• _WHAT YOU HAVE TO DO_: List every percentage that appears in the interview excerpt.

• _EXCERPTED PASSAGE_:
* Start *
I don’t mind how fans and readers reach out to me and all the feedback I’ve received so far has been great. I’ve had some wonderful emails and I always get such a buzz when someone loves True Calling, and takes the time to comment or write about it.

You say on your website that you are "teen forever". How do you feel about the recent arguments lately against adults reading YA? (Like this rage inducing article from slate.)

Okay, so, I am going to go on a bit of a rant here – apologies upfront! 80% of my time I am a responsible wife, mother, employee and quite strait-laced! I relish the other 20% where I give in to my inner-teenager and indulge my passion for teenage books, music and movies. For me, it is pure escapism and a way to chill-out. I think life is about diversity, in our choices and our interests, and we should never be afraid to show who we truly are.

Harry Potter and The Twilight saga were the stories that hooked me on the YA genre, though at first I remember feeling embarrassed that I was reading them, until I realized that I was not alone. I read the same survey quoted in the Slate article, where the analysis identified that 55% of people who purchase YA books are adults, and I wasn’t in the least bit surprised.
* End *
• _SUPPLIED MATERIAL_:
* Start *
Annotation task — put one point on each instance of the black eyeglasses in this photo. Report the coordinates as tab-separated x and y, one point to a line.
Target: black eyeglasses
* End *
• _COMPLETED TASK_: 80%, 20%, 55%